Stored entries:
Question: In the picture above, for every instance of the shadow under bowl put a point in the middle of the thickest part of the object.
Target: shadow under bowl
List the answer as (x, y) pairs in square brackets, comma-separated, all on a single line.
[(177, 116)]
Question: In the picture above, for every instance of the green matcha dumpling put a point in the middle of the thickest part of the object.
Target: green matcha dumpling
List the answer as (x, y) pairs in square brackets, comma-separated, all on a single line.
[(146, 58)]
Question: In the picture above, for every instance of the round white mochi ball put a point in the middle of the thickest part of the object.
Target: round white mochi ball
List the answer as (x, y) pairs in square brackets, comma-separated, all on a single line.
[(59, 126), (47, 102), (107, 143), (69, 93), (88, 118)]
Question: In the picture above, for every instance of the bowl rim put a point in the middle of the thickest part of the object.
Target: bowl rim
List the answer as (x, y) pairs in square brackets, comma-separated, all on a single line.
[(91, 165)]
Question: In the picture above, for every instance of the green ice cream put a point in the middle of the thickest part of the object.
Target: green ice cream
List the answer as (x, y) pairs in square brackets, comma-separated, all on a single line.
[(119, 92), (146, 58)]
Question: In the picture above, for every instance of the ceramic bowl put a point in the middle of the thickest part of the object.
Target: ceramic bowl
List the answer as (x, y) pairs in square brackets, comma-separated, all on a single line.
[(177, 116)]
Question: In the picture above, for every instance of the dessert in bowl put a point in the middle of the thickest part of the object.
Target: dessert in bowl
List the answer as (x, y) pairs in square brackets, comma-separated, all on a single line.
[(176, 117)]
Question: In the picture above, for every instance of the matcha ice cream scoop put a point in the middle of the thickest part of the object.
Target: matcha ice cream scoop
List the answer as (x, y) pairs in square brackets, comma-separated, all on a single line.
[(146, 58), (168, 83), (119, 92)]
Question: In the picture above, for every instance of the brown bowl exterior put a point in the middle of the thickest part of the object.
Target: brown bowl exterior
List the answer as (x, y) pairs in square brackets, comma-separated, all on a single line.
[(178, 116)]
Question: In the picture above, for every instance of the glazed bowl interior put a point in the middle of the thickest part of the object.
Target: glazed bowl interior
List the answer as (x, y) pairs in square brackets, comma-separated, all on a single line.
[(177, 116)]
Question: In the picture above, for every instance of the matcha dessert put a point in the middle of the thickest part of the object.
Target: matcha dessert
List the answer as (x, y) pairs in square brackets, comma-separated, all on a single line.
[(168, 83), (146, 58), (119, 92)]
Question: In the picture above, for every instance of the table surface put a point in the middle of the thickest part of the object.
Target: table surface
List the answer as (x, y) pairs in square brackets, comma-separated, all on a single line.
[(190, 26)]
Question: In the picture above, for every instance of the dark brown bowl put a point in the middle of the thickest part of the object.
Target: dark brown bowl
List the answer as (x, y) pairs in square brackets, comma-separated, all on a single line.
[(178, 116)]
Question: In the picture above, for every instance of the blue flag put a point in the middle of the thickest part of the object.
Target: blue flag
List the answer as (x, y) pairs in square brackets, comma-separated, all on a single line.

--

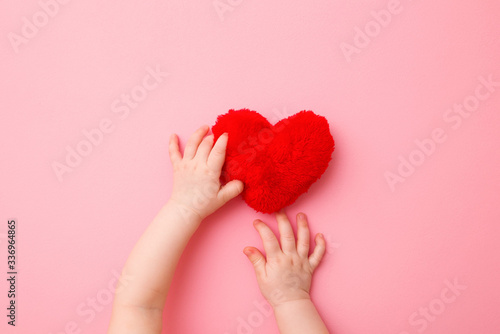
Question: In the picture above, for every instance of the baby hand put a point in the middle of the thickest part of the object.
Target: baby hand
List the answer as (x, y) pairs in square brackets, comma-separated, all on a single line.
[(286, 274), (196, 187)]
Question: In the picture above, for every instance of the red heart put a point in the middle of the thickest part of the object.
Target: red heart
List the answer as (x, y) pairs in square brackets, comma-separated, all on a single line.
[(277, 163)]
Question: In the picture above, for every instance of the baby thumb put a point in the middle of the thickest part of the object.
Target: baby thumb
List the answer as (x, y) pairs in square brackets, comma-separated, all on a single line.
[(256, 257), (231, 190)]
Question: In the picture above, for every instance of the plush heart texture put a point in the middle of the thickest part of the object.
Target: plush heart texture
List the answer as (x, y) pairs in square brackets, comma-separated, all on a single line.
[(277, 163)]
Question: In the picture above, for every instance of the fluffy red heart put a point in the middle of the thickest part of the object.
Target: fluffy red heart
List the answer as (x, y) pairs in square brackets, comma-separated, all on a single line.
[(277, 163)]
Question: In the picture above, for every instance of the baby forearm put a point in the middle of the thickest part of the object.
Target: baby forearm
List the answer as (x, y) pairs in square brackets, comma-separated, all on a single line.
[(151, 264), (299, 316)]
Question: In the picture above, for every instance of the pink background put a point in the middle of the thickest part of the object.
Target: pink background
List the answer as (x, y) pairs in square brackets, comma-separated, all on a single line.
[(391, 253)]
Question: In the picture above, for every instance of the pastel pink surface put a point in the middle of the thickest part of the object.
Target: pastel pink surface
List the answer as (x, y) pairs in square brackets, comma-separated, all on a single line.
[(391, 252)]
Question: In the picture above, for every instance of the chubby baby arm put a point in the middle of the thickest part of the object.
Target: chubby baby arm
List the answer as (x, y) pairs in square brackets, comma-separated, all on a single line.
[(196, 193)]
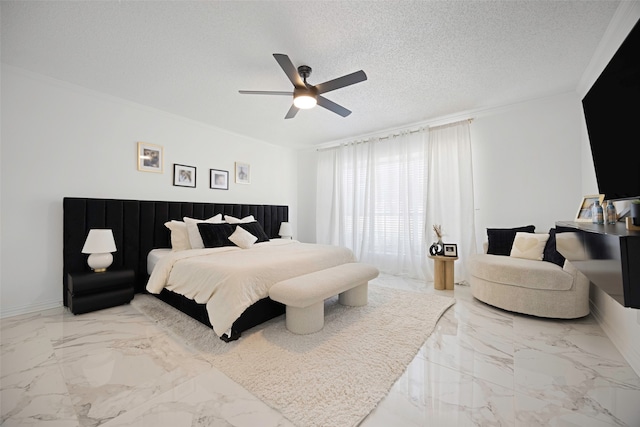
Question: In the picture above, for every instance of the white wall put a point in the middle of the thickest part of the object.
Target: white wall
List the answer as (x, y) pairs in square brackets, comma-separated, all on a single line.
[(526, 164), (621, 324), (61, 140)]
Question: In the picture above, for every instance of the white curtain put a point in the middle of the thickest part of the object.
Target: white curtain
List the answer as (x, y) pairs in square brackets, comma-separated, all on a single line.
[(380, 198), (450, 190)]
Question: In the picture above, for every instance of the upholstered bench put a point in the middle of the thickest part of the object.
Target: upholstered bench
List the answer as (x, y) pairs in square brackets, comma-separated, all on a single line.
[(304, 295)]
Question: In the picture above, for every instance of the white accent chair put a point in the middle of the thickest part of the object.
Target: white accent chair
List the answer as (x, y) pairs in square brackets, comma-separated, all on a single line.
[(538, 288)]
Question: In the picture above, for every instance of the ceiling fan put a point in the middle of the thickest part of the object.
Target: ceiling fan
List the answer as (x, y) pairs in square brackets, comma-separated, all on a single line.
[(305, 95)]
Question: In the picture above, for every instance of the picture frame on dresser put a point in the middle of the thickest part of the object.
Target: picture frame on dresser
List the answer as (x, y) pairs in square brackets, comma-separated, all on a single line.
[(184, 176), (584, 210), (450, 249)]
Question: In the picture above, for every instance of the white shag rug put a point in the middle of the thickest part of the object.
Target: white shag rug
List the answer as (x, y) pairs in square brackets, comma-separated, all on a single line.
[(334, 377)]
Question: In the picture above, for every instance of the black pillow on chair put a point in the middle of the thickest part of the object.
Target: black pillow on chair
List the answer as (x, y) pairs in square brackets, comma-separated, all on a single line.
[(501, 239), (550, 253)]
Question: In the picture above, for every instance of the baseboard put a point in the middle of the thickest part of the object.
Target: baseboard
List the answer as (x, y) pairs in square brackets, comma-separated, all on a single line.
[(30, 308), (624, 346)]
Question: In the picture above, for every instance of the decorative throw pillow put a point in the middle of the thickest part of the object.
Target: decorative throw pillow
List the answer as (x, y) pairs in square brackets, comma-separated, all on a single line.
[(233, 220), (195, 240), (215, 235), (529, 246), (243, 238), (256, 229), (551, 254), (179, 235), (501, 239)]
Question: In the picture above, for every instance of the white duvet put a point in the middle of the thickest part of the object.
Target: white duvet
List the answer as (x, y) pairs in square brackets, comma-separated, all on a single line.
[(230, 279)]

* * *

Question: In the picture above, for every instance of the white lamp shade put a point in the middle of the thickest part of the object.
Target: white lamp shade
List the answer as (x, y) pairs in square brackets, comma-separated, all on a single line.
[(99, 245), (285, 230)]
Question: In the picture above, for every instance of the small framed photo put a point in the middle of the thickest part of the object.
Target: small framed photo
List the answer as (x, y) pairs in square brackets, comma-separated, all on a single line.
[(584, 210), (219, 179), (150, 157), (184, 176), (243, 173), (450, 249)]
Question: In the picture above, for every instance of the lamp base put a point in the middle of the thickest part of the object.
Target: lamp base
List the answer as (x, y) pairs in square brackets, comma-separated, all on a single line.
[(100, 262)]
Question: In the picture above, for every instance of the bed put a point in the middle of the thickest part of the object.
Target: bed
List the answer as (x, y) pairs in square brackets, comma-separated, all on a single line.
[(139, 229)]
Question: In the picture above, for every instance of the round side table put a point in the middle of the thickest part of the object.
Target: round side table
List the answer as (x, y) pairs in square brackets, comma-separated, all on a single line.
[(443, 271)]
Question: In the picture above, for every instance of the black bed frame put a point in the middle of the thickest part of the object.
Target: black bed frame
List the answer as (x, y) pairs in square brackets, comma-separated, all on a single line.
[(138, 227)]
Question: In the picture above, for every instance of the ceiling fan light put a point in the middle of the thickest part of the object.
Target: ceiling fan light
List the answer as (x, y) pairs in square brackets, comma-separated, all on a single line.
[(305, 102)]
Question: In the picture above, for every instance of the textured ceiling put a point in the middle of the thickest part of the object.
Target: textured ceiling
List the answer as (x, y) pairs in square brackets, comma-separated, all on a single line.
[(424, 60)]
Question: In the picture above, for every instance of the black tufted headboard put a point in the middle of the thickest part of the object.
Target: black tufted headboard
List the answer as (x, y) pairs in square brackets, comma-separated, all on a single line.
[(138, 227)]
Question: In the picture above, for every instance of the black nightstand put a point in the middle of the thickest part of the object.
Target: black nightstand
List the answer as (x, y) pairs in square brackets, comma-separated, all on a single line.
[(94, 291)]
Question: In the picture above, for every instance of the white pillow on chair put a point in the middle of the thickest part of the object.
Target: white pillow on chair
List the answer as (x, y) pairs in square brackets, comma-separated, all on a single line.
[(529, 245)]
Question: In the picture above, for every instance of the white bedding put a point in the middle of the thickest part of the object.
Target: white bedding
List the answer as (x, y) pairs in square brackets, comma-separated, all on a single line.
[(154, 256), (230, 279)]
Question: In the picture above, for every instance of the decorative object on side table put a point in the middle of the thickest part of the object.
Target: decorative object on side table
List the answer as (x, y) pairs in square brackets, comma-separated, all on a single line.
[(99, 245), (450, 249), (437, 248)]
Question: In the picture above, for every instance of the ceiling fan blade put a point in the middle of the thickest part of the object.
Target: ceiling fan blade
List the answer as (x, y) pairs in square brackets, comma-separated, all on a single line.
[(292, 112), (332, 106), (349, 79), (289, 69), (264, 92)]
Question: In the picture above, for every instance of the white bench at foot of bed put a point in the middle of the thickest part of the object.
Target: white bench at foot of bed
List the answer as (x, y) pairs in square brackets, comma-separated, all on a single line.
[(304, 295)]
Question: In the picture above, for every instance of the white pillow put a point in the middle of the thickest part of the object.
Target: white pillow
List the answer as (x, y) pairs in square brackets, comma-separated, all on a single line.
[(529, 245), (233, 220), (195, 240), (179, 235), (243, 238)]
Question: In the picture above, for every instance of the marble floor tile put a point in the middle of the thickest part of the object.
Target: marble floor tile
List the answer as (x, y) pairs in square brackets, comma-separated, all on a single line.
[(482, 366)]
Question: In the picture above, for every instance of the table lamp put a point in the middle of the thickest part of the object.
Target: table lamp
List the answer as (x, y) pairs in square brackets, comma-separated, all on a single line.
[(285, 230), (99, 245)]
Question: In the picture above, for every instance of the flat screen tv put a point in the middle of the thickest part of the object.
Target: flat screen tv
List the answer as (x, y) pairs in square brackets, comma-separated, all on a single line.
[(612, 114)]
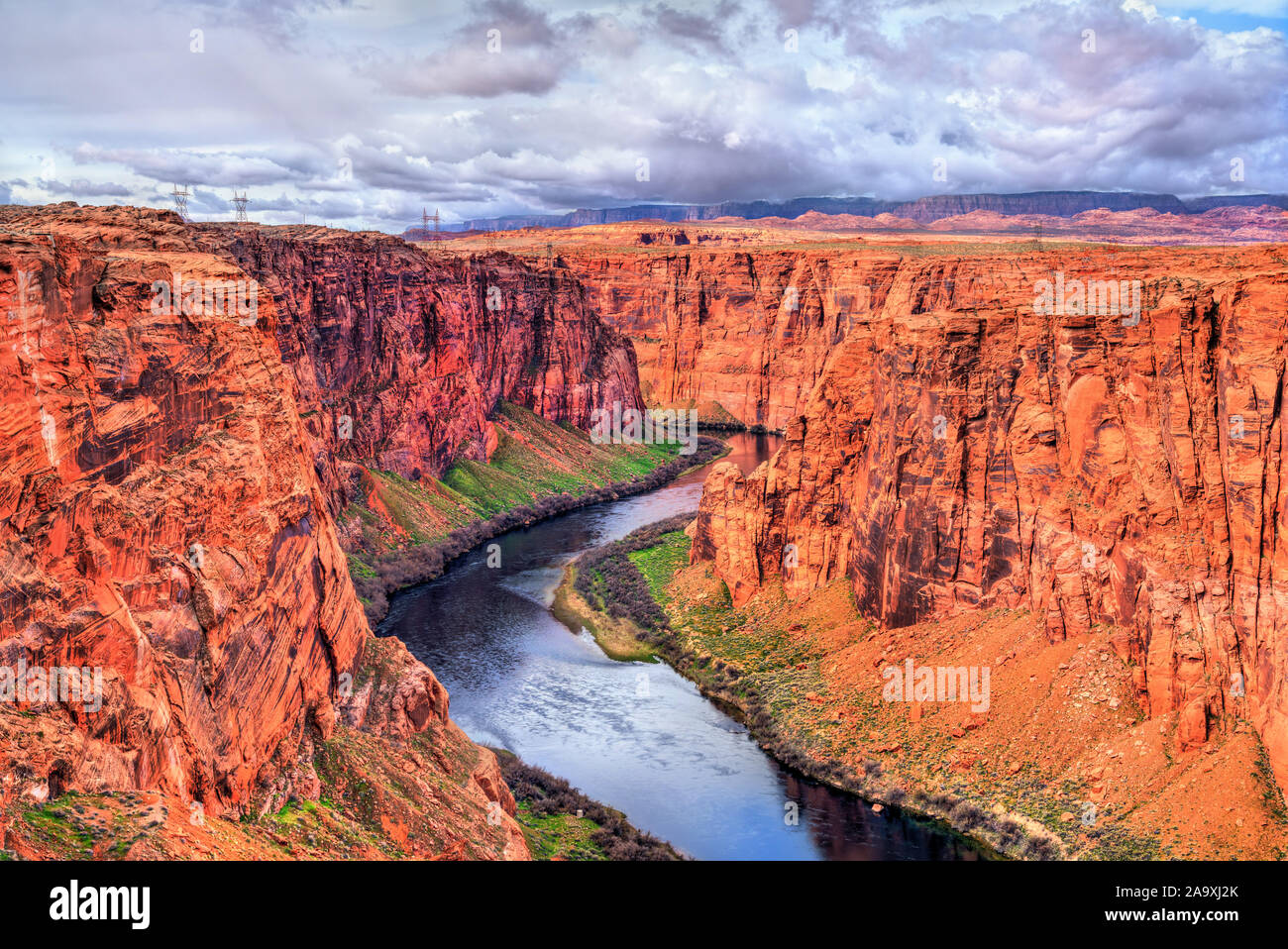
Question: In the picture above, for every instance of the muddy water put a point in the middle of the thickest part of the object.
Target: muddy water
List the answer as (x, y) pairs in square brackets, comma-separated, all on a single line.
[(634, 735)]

ACTION ITEM — Find "the round white" in the entries above and copy that whole line exactly, then each line after it through the line that contains "Target: dessert in bowl".

OUTPUT BELOW —
Question: In the picture above, for every instance of the round white mochi ball put a point in the middle of the thickest part of the object.
Target: round white mochi ball
List the answer as (x, y) pairs in square brackets, comma-separated, all on a single line.
[(59, 126), (47, 102), (107, 143), (69, 93), (88, 118)]
Question: In the picture above, for every instance of the bowl rim put a point in the middle of the thickest part of the object.
Target: bowl rim
List the answer as (x, y) pairs in square brackets, comma-separated, all on a single line.
[(91, 165)]
Question: In the picture above, for every instance of the green ice cream put a point in the middle of the thickest part of the object.
Target: green ice cream
List the answer as (x, y) pairs in square brackets, comma-separated, all on a single line.
[(119, 92), (146, 58)]
Question: In the picture above, for every instance of the ceramic bowl put a point in the middle of the thickest part of the object.
Target: ceramic bowl
List the answer as (x, y) pairs in square brackets, comma-separated, all on a single line.
[(177, 116)]
Question: In the picture above, for every instance of the dessert in bowl put a point in the middle of the thickest part of the object.
Target: dessert in bowl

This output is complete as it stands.